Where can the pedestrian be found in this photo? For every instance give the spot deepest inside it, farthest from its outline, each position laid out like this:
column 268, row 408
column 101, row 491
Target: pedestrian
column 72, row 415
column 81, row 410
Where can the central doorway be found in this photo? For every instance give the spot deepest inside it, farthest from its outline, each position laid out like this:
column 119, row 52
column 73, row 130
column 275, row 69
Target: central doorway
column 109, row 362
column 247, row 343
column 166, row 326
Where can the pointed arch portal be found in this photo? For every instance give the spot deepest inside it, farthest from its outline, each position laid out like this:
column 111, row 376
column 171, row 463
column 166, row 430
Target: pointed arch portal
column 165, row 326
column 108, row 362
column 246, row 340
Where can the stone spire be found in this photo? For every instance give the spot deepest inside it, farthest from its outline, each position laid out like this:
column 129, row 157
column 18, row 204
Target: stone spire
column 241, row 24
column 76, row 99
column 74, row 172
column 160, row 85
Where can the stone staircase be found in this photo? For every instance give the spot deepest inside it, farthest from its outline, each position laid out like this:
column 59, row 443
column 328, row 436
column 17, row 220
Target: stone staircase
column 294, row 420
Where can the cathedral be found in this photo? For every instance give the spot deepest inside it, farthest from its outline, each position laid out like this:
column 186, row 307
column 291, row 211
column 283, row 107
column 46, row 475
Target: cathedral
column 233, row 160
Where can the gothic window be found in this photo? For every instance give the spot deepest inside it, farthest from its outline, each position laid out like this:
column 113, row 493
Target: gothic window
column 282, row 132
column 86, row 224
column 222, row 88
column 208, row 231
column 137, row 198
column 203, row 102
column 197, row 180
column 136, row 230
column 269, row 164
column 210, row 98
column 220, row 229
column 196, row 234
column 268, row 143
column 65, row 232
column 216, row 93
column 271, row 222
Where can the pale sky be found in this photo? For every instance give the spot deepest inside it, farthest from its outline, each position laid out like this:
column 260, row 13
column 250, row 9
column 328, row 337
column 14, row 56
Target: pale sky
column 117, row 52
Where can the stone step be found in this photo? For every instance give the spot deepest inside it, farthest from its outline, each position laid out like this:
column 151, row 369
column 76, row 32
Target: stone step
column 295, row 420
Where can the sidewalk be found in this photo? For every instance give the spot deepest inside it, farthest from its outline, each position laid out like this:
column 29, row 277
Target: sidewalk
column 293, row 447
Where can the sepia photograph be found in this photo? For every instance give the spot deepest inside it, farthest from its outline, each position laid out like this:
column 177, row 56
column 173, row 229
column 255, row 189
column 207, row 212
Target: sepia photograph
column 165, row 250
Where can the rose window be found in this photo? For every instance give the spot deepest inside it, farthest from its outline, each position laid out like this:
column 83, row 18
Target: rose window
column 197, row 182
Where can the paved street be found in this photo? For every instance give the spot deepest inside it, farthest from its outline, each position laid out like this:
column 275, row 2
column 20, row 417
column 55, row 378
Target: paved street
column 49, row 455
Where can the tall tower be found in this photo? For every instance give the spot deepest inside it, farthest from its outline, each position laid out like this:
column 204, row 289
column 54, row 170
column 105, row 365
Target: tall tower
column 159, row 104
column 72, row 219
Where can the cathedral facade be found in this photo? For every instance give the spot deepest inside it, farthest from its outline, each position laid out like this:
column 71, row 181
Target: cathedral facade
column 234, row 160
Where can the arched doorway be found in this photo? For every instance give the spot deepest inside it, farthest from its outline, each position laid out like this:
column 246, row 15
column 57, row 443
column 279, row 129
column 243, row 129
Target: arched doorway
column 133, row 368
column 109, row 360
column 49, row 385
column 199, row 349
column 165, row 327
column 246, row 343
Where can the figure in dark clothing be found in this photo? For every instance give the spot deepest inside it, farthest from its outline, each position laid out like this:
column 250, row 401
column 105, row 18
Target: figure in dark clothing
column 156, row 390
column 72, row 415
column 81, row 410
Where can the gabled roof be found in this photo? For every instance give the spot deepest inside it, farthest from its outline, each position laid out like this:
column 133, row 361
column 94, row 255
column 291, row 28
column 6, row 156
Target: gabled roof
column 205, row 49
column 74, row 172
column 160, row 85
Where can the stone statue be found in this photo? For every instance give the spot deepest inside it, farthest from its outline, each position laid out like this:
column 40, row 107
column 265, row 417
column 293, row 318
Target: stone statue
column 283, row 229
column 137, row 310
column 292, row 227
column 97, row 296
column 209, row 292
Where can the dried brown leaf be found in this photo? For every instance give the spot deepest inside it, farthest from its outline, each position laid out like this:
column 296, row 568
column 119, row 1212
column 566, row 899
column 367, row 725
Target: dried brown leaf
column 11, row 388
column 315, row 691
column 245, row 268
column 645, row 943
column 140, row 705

§ Set task: Take the entries above and transcribe them in full.

§ Solution to the problem:
Where can the pedestrian be found in this photo? For every instance give the spot deepest inside it, farthest from its outline, each position laid out like this:
column 268, row 408
column 101, row 491
Target: pedestrian
column 72, row 415
column 81, row 410
Where can the central doorway be found in this photo? For every instance give the spot deepest inside it, farthest from its outline, each position laid out like this:
column 119, row 52
column 73, row 130
column 275, row 69
Target: central doorway
column 109, row 362
column 247, row 343
column 166, row 326
Where can the pointed arch portal be found in this photo? For every instance give the spot deepest inside it, farthest from its outline, each position laid out like this:
column 111, row 376
column 171, row 463
column 166, row 430
Target: pointed arch portal
column 165, row 326
column 108, row 362
column 246, row 340
Where can the stone spire be found in this photo? For every instance give the spot deepest inside it, farthest from its outline, each position laid out like this:
column 129, row 157
column 18, row 204
Target: stone spire
column 241, row 24
column 76, row 99
column 74, row 172
column 160, row 85
Where can the stone staircase be found in this photo? For every instance give the spot deepest inside it, farthest from its outline, each position laid out like this:
column 59, row 443
column 328, row 436
column 17, row 220
Target: stone staircase
column 294, row 420
Where can the cathedral be found in this photo? For every instance give the spot deepest inside it, farthest from its outline, each position laid out like this:
column 186, row 307
column 291, row 211
column 283, row 107
column 46, row 475
Target: cathedral
column 233, row 160
Where can the gothic window be found in this photo? For every instance give the spot deepest inside it, farthest from its outline, each position laid out like this:
column 113, row 493
Target: gothic window
column 282, row 132
column 86, row 224
column 222, row 88
column 208, row 231
column 137, row 198
column 203, row 102
column 197, row 180
column 136, row 230
column 269, row 164
column 210, row 98
column 220, row 229
column 196, row 234
column 268, row 143
column 65, row 232
column 216, row 93
column 271, row 222
Where can the pale sky be found in this photo? For every instance give the spot deepest inside it, farthest from its outline, each position laid out like this:
column 260, row 13
column 250, row 9
column 328, row 337
column 14, row 56
Target: pale sky
column 117, row 52
Where can the stone step be found in this photo? For every instance give the spot deepest inside it, farthest from its outline, each position laid out like this:
column 151, row 369
column 76, row 32
Target: stone step
column 295, row 420
Where can the sidewalk be found in this photo? For every instance give the spot deepest inside it, farthest from its outline, each position laid out like this:
column 29, row 277
Target: sidewalk
column 293, row 447
Where can the sepia photograph be found in this photo? For every instance give the spot deepest inside it, farthest from its outline, each position laid out like this:
column 177, row 56
column 173, row 229
column 255, row 189
column 207, row 212
Target: sepia photograph
column 165, row 250
Where can the rose window be found in this photo? For every instance give the spot deepest inside it, farthest from its outline, each position laid out like this:
column 83, row 18
Target: rose window
column 197, row 182
Where can the paved street be found in this photo? For every instance give the spot deepest inside it, farthest from its outline, each position laid out like this:
column 275, row 2
column 20, row 417
column 55, row 378
Target: paved street
column 49, row 455
Where can the tall tower be found in this photo? For every instance give the spot deepest inside it, farthest from its outline, each position laid out like this:
column 204, row 289
column 54, row 170
column 105, row 365
Target: tall tower
column 159, row 104
column 72, row 219
Where can the cathedral facade be found in this photo? For every instance give the spot deepest inside it, farthest from its outline, each position laid out like this:
column 71, row 181
Target: cathedral facade
column 234, row 160
Where can the arched doorway be found in this photo? For every instance give the spot deepest inside it, farthest from its outline, each position laid out like this:
column 246, row 15
column 57, row 443
column 279, row 129
column 243, row 129
Target: arched doorway
column 133, row 368
column 109, row 360
column 49, row 385
column 199, row 349
column 165, row 327
column 246, row 343
Where can the figure in dark clothing be found in this photo? For every instance give the spot deepest inside it, farthest from its outline, each position laid out like this:
column 250, row 401
column 105, row 18
Target: figure in dark clothing
column 156, row 390
column 72, row 415
column 81, row 410
Where can the gabled roof be found in this photo? For every instance give the spot deepest inside it, farthest from its outline, each position laid out like this:
column 133, row 361
column 94, row 255
column 291, row 28
column 6, row 156
Target: gabled roof
column 205, row 49
column 74, row 172
column 160, row 85
Where can the stone statue be found in this photo? For every instance give the spot deepest inside it, farthest from its outline, each position laid out like this:
column 40, row 107
column 265, row 417
column 293, row 318
Target: stone statue
column 283, row 229
column 137, row 310
column 292, row 227
column 97, row 296
column 209, row 292
Where can the dried brown leaf be found in this photo? For every instance give the spot deepest inside it, farthest from its outline, each position laid out like this:
column 296, row 568
column 119, row 1212
column 566, row 899
column 367, row 725
Target: dried brown leaf
column 11, row 388
column 315, row 691
column 245, row 268
column 645, row 943
column 140, row 705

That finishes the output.